**Yapılacak iş**
Aşağıdaki kapitalizm yazısına göre "Paydaş Kapitalizmi" adıyla önerilen modelde vurgu yapılan konuları sıralayın.

**Verilen metin**
18 Aralık 2020 Cuma

Döngüsel Ekonomi - Tutumlu Ekonomi : Kapitalizme karşı Kapitalizm

 

Bilgehan Gürlek

bilgehangurlek@gmail.com

 

 

Michel Albert’ in 1990’ların başlarında yayımlanan “Kapitalizme Karşı Kapitalizm " kitabında neo-liberal yaklaşıma karşı seçenekler sunulur. Kitapta kapitalizmin aşırı rekabetçi ve kar öncelikli modelini toplumsal adalet ve eşitlik yönünde  dengeleyen "Ren modeli” ya da "sosyal piyasa ekonomisi” gibi arayışlardan söz edilir. Benzer arayışlar günümüzde de devam etmekte: Klaus Schwab’ in Dünya Economik Forumu’ (WEF) nda dile getirdiği "Covid sonrası neo-liberal yaklaşımı terketmeliyiz" görüşü gelinen nokta açısından oldukça ilginçtir. “Paydaş Kapitalizmi" adıyla önerilen yeni kapitalizm modeli ile toplumsal refah, uzun erimli bakış ve çevre vurgusu yapılmakta, yükselen eşitsizlik ve iklim krizine dikkat çekilmektedir(1).

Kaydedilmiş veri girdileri
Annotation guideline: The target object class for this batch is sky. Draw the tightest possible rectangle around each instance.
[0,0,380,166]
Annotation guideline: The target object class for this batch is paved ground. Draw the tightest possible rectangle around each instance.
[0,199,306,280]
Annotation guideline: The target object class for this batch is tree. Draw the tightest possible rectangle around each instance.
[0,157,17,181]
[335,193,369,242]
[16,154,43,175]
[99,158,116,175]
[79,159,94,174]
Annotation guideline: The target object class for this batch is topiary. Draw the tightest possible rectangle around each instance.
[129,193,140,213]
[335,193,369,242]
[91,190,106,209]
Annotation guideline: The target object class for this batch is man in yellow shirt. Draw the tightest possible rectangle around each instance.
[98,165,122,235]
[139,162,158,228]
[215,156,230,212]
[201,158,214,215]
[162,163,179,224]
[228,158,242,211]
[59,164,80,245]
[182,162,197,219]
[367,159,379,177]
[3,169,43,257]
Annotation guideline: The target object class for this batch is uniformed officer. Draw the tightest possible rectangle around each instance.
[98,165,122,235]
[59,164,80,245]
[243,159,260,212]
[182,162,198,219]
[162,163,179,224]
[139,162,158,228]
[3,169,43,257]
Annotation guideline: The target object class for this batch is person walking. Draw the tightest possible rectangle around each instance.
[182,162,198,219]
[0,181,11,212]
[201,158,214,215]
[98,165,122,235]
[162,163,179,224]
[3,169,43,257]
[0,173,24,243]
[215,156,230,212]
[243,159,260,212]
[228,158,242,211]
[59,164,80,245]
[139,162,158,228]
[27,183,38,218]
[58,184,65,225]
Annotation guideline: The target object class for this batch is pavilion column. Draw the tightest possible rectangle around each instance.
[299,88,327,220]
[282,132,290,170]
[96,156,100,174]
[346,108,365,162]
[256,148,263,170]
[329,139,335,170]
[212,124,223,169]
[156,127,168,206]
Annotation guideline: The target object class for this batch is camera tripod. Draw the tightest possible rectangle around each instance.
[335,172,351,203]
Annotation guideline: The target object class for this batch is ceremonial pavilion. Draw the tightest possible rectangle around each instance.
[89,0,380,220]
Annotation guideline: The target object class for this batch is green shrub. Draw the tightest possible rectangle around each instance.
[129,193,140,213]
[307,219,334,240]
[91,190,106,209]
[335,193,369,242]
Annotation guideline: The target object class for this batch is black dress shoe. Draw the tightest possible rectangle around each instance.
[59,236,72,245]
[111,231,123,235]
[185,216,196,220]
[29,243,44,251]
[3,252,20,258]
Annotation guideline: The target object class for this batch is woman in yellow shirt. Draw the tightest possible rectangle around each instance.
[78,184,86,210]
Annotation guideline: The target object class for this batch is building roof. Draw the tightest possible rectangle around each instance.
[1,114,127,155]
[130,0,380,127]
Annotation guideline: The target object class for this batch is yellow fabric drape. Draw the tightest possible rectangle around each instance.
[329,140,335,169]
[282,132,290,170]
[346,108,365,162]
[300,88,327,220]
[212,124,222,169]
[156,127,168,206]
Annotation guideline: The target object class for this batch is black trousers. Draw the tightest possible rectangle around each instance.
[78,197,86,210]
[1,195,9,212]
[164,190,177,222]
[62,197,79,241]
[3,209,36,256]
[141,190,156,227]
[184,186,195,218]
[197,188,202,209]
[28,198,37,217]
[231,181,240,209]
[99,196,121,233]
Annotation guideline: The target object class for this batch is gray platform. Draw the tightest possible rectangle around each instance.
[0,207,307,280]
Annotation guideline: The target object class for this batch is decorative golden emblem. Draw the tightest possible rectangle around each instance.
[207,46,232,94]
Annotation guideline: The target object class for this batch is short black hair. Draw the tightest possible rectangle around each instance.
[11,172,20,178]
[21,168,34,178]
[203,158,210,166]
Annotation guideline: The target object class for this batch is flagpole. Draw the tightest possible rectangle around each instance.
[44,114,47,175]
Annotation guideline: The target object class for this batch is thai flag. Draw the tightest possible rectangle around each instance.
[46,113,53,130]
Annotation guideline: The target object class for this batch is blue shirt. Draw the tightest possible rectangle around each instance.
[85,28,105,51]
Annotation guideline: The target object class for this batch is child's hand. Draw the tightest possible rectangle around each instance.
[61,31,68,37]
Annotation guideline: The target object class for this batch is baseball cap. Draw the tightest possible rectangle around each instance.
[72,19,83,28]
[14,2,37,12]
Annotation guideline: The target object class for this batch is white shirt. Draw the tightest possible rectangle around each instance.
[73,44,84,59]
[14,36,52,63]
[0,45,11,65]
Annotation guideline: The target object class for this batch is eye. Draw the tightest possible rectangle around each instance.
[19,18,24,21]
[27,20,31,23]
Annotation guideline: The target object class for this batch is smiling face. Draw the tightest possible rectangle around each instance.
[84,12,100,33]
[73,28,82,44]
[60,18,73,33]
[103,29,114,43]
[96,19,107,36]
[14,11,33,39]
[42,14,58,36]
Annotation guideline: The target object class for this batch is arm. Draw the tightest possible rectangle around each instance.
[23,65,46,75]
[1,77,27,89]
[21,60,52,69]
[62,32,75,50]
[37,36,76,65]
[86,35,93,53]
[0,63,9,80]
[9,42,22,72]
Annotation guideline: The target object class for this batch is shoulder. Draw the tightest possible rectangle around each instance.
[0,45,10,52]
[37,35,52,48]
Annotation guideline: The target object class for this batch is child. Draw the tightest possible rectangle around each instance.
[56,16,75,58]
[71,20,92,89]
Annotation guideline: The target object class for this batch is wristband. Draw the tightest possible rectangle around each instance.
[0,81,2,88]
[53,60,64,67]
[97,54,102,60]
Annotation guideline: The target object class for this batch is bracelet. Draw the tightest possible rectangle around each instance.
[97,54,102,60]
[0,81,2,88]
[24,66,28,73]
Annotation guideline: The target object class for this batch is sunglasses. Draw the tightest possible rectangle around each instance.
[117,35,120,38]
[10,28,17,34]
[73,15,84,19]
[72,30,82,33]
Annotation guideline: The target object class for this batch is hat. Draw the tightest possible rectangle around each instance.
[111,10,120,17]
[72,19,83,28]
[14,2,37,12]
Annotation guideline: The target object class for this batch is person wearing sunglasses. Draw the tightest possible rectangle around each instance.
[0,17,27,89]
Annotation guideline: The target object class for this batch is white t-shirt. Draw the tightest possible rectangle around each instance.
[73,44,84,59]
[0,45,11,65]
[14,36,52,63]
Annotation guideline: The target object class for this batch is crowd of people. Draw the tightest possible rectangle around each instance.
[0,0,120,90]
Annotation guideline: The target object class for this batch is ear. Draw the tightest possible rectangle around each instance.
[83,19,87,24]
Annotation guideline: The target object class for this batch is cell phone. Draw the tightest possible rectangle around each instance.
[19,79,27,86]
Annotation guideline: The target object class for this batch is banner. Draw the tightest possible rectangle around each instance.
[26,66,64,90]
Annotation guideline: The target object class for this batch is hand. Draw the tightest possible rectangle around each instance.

**Yanıt alanı**
Toplumsal refah, uzun erimli bakış, çevre